### Written request
Keep only the lines below that contain the word "water", and copy each one out. Case counts.

### Supplied entries
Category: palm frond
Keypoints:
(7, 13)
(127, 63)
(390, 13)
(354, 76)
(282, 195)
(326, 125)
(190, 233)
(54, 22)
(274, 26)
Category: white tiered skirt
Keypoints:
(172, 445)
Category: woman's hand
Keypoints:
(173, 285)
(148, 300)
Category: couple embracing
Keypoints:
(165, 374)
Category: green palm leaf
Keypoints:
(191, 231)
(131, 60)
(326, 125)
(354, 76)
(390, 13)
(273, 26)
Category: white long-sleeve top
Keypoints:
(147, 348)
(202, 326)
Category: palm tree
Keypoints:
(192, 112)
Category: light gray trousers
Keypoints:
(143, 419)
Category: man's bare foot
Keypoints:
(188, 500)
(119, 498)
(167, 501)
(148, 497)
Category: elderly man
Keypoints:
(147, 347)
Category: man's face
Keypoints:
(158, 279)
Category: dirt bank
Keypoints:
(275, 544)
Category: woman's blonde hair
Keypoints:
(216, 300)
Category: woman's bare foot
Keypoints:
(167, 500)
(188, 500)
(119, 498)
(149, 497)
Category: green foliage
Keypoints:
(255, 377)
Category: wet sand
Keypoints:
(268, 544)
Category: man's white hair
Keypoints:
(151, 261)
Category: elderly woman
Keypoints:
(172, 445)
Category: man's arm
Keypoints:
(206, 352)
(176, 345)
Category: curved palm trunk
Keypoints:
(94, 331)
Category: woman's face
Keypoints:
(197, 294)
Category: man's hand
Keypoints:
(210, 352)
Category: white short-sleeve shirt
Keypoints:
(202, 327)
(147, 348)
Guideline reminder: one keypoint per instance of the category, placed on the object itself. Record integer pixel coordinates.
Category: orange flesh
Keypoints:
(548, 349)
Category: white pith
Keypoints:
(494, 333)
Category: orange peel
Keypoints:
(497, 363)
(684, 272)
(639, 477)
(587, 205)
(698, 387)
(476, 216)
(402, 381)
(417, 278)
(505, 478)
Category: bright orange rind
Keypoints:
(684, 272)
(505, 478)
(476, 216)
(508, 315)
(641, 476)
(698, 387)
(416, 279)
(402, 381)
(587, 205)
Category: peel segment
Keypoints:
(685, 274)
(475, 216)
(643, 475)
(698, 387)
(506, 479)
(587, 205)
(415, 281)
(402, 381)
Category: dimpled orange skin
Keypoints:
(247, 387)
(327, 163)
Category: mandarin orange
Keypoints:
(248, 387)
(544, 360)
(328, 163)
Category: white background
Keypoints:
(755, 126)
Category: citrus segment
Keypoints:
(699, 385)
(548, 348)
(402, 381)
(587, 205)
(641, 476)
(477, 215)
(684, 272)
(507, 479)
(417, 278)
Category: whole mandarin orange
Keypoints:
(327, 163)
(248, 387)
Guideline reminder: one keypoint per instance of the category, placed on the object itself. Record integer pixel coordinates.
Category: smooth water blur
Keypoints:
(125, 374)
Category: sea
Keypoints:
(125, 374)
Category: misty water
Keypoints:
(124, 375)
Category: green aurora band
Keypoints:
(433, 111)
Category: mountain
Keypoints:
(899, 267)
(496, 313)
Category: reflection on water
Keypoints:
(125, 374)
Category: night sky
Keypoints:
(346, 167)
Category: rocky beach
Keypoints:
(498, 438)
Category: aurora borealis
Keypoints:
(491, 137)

* * *

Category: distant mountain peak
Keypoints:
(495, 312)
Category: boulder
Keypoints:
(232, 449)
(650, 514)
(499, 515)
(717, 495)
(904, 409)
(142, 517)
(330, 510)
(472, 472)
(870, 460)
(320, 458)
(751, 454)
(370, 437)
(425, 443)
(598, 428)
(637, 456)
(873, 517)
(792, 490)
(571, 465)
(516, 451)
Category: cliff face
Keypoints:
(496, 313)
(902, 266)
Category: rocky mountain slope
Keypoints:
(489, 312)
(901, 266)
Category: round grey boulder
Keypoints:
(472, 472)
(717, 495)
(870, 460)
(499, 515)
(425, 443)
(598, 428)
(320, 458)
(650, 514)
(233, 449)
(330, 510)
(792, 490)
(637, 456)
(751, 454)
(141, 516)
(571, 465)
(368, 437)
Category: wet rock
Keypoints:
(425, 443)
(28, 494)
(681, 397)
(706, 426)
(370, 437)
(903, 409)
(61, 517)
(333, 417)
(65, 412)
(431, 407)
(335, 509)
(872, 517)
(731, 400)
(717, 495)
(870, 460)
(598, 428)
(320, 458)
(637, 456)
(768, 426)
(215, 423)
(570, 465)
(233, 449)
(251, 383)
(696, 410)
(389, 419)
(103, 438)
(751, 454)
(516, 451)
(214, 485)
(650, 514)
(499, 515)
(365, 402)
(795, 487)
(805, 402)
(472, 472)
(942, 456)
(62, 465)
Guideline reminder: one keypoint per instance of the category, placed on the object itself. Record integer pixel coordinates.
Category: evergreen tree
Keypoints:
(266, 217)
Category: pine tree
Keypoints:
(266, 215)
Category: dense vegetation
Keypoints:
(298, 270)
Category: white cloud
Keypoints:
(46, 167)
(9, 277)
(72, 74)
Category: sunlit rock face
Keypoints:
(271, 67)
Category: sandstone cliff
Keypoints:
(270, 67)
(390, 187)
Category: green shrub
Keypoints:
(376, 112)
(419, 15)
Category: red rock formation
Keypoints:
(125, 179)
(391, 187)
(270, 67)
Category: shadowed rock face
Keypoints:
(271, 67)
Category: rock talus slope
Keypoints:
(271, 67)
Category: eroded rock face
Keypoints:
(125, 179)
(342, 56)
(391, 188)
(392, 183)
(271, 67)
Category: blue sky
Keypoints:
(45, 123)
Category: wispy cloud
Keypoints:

### Correct response
Category: smooth water blur
Category: misty water
Category: reflection on water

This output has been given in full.